Quelle:
© JUNGE FREIHEIT Verlag GmbH & Co.  www.jungefreiheit.de  12/15 / 13. März 2015

Zwischen Reichstag und Kanzleramt
Bismarckversteher
Christian Vollradt

Wenn im Jakob-Kaiser-Haus des Deutschen Bundestages ein wiederholter Hupton zu hören ist, bedeutet das weder Feueralarm, noch daß Einbrecher sich Zutritt verschafften. Das akustische Signal fordert lediglich die Abgeordneten zur Teilnahme an der namentlichen Abstimmung im Plenum des Reichstags auf.

So mußten sich am vergangenen Donnerstag die Gäste im Seminarraum (mit Blick auf die Spree) noch ein Weilchen gedulden, bevor Kanzleramtschef Peter Altmaier (CDU) zur Buchvorstellung („Bismarck – Der Monolith“) und Diskussion über das Thema „Was bedeutet Bismarck für uns heute?“ erschien.

Für Altmaier steht klipp und klar fest, daß die moderne Staatlichkeit Deutschlands das Werk Otto von Bismarcks ist: „Der von ihm geschaffene Staat und die daran gebundene nationale Identität haben die verheerende Niederlage von 1918, das Ende der Monarchie, das Desaster von Weimar, die Zivilisationskatastrophe von 1933 bis 1945 und die deutsche Teilung überlebt.“ Trotz Kulturkampf, trotz Sozialistengesetz sei der Reichsgründer an den Maßstäben seiner Zeit bewertet einer der liberalsten und demokratischsten deutschen Politiker vor dem Ersten Weltkrieg gewesen, außerdem einer, der sich virtuos die Presse nutzbar gemacht habe.

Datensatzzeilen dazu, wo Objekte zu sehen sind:
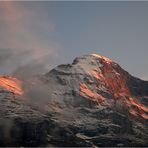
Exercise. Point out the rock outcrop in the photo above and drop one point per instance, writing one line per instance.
(91, 102)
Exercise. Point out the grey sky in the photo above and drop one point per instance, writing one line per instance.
(51, 33)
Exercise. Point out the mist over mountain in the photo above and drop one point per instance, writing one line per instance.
(91, 102)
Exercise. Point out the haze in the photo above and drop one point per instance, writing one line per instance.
(37, 36)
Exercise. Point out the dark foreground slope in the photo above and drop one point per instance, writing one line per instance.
(91, 102)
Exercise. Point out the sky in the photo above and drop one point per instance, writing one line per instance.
(37, 36)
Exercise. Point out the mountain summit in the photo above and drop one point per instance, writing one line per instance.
(91, 102)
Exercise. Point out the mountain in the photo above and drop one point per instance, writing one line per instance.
(91, 102)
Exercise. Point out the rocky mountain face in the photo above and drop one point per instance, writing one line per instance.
(91, 102)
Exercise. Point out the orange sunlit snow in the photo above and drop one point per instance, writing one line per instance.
(115, 81)
(11, 84)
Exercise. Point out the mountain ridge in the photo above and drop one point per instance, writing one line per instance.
(91, 102)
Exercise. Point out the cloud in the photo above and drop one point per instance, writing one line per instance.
(25, 37)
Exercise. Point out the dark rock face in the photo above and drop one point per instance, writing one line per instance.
(88, 103)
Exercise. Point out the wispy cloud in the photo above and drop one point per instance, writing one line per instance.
(25, 31)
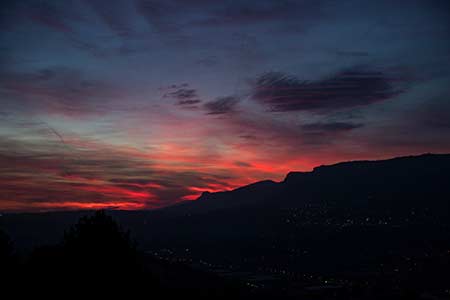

Zu erledigende Aufgaben:
A – Schreib die Einträge neu, beginnend mit der Zeile mit „Exercise. Point out the mountain summit“ und weiter bis zum Ende der Einträge, und ersetze darin „drop“ durch „place“, ohne sonst etwas zu ändern. Die Bilder gehören nicht in die Antwort.
B – Führe den Bericht über den Bismarck-Abend mit Peter Altmaier nach seinem letzten Satz weiter.

Lösungen:
A –
Exercise. Point out the mountain summit in the photo above and place one point per instance, writing one line per instance.
(91, 102)
Exercise. Point out the mountain in the photo above and place one point per instance, writing one line per instance.
(91, 102)
Exercise. Point out the rocky mountain face in the photo above and place one point per instance, writing one line per instance.
(91, 102)
Exercise. Point out the orange sunlit snow in the photo above and place one point per instance, writing one line per instance.
(115, 81)
(11, 84)
Exercise. Point out the mountain ridge in the photo above and place one point per instance, writing one line per instance.
(91, 102)
Exercise. Point out the cloud in the photo above and place one point per instance, writing one line per instance.
(25, 37)
Exercise. Point out the dark rock face in the photo above and place one point per instance, writing one line per instance.
(88, 103)
Exercise. Point out the wispy cloud in the photo above and place one point per instance, writing one line per instance.
(25, 31)

B –
Die Rolle als Altmaiers Sparringspartner war Peter Brandt, Emeritus für Neuere Geschichte an der Fernuniversität in Hagen, zugedacht. Der Spezialist für die Geschichte der Arbeiterbewegung wie auch für die Deutsche Frage machte jedoch von Beginn an klar, daß er nicht gedenke, den Reichskanzler zu verdammen. Im Gegenteil. Über die historische Bedeutung Bismarcks waren sich die Diskutanten im Prinzip einig, Brandts kritische Bemerkungen bezogen sich lediglich auf einige Details, bei denen ihm der „weiße Revolutionär“ nicht reformwillig genug war. So entspann sich im Zentrum des politischen Berlin kein heftiger, polarisiserender Schlagabtausch, sondern ein unterhaltsam-intellektuelles Pingpong, dem man mit Gewinn lauschen konnte.

Der Jurist Altmaier erwies sich dabei als ausgesprochen profunder Kenner der Materie, sprach wohltuend wenig wie ein Politiker, sondern diskutierte auf Augenhöhe mit den anwesenden Fachhistorikern. Ein Herzensanliegen war dem Minister („In meiner Wohnung hängt ein Bismarck-Porträt – und eins von Adenauer“) dabei, wie er betonte, mit einer Legende aufzuräumen: jener, wonach Bismarck außenpolitisch ein System erschaffen habe, das nur von ihm beherrscht werden konnte. Dies, so Altmaier, sei bloß eine faule Ausrede der Nachfolger, die an dieser Herausforderung scheiterten.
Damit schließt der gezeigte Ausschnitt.